----- PROVIDED MATERIAL -----

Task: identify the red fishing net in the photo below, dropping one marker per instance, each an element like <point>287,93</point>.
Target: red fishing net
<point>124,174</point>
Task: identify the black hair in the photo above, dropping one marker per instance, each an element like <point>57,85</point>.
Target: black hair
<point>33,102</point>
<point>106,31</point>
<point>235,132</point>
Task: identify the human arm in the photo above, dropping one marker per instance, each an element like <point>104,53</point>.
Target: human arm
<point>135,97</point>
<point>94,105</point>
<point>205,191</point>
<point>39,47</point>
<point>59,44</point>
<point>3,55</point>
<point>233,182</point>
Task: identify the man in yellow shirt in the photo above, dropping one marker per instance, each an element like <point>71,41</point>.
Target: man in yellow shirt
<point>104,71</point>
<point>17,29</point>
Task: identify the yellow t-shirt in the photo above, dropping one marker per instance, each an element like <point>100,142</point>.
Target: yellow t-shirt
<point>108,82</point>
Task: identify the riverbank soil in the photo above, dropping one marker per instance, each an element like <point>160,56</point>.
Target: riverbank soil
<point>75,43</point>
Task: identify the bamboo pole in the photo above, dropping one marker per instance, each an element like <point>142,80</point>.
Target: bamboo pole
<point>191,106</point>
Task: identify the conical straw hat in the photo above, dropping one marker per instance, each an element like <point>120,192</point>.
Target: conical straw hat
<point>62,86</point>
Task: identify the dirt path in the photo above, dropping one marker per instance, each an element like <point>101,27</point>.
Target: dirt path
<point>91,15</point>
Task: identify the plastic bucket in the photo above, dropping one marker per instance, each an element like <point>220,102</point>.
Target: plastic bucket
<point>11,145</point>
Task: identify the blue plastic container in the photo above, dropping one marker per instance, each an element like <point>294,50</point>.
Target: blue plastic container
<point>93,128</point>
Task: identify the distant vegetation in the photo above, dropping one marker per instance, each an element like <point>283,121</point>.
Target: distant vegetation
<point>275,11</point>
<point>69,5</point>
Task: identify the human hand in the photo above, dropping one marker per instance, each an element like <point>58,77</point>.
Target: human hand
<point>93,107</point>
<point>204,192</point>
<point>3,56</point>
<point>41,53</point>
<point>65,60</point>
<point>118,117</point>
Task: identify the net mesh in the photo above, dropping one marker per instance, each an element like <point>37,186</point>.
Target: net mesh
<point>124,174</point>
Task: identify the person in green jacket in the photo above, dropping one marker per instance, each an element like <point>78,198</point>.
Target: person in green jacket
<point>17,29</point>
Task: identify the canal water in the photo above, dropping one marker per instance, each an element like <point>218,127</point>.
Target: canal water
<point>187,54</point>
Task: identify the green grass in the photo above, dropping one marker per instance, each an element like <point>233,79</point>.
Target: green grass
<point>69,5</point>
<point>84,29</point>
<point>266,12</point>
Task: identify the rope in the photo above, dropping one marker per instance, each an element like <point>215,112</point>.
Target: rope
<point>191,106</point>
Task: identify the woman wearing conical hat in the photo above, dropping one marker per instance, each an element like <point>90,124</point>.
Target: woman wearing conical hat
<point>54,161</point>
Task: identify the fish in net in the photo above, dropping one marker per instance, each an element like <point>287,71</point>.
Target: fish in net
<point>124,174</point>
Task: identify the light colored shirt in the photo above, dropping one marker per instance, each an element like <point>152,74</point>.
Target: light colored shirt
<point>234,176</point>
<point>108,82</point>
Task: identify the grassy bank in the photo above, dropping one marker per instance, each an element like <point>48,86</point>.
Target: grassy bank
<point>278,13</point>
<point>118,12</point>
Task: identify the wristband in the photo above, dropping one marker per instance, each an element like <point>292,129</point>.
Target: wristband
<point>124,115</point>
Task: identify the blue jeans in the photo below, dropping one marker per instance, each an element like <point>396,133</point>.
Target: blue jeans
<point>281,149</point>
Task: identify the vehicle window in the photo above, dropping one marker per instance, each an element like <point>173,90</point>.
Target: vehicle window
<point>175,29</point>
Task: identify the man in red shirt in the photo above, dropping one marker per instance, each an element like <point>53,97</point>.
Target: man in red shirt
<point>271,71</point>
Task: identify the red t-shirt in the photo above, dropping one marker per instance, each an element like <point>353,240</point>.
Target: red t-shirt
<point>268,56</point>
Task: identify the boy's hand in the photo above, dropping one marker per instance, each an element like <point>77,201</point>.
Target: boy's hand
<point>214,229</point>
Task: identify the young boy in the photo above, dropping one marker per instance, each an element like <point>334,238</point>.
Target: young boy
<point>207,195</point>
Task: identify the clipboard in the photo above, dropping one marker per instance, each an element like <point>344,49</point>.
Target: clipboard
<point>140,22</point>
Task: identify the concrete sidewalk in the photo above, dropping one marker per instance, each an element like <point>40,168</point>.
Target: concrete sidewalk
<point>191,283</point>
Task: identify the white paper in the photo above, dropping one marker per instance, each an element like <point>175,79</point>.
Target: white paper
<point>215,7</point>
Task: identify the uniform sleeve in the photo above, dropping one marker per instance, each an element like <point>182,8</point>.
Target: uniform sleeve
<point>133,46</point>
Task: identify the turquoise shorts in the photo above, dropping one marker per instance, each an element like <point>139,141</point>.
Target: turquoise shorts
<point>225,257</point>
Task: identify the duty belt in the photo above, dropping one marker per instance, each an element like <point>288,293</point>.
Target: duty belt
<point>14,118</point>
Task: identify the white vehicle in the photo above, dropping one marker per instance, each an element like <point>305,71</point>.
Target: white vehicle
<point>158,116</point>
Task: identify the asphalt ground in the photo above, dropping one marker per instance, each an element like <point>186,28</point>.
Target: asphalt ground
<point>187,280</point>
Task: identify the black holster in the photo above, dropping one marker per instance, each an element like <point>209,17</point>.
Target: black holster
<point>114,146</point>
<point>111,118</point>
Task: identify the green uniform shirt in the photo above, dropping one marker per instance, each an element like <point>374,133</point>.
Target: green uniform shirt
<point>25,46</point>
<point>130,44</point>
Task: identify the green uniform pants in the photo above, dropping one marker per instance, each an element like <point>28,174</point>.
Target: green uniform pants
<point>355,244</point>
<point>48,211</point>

-----
----- PROVIDED MATERIAL -----

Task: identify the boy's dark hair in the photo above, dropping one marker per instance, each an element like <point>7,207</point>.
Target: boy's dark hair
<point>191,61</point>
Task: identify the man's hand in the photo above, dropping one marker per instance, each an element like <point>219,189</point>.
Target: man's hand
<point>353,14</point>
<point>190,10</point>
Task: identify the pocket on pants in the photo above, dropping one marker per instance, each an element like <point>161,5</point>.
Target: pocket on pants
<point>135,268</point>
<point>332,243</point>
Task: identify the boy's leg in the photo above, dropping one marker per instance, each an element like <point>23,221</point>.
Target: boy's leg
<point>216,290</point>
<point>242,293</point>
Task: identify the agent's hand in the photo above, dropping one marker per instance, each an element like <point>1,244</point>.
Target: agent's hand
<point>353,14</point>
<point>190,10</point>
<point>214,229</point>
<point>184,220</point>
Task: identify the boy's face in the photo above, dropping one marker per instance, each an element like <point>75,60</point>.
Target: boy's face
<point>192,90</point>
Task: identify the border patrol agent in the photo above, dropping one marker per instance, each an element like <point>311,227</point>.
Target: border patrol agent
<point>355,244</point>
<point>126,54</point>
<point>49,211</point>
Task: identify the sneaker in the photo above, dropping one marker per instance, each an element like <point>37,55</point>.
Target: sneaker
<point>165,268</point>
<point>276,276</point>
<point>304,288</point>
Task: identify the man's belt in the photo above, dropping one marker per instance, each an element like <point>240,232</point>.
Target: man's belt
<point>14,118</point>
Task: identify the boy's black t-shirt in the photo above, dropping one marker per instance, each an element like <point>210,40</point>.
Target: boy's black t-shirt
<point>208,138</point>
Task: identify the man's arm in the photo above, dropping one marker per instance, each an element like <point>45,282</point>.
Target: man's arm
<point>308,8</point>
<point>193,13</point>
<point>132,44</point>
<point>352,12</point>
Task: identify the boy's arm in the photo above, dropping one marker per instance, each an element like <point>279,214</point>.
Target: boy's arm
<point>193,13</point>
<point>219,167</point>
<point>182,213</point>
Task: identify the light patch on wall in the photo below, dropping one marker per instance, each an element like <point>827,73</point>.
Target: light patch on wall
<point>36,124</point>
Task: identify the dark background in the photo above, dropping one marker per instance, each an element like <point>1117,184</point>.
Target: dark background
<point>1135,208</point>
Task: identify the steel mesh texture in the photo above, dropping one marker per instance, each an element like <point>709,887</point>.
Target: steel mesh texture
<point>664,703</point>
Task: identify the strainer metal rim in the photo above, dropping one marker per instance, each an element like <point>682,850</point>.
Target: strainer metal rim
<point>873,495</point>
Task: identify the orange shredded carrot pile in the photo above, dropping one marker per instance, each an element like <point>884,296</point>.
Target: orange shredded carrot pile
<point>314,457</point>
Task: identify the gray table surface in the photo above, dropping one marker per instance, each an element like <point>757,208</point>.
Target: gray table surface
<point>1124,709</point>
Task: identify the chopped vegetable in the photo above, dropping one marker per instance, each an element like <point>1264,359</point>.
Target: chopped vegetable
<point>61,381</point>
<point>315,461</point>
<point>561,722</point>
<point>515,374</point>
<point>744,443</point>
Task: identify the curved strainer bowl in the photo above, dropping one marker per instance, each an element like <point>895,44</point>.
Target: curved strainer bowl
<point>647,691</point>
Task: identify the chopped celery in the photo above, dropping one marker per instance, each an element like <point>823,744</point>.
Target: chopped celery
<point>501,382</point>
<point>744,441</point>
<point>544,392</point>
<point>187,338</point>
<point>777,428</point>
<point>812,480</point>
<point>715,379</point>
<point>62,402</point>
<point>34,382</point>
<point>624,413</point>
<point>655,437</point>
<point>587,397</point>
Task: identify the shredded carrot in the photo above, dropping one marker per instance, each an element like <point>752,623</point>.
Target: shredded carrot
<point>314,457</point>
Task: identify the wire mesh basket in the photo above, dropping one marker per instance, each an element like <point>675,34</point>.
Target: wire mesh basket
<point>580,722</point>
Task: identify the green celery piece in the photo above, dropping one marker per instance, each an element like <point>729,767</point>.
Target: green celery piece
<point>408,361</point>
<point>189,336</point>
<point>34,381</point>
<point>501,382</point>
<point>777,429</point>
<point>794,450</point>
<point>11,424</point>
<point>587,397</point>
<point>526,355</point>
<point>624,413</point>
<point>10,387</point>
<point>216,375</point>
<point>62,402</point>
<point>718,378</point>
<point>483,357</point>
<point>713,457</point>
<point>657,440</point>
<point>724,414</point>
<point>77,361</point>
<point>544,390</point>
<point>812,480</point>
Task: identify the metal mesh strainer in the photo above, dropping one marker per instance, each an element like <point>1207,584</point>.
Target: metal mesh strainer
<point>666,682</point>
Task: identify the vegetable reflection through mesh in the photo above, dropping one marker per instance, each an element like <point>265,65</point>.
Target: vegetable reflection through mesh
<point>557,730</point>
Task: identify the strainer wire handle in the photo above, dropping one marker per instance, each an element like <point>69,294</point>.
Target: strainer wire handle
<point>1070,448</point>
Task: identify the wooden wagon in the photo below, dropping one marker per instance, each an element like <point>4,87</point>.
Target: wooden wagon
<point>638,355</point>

-----

● EXERCISE BRIEF
Begin at the line above that has "Task: identify the man in red" and stop after the line that has "Task: identify the red t-shirt", copying each line exactly and adding nothing else.

● SOLUTION TO THE PROBLEM
Task: identify the man in red shirt in the photo above, dropping one marker per instance, each an element like <point>53,97</point>.
Target: man in red shirt
<point>271,71</point>
Task: identify the red t-shirt in the photo above, dropping one marker per instance, each an element like <point>353,240</point>.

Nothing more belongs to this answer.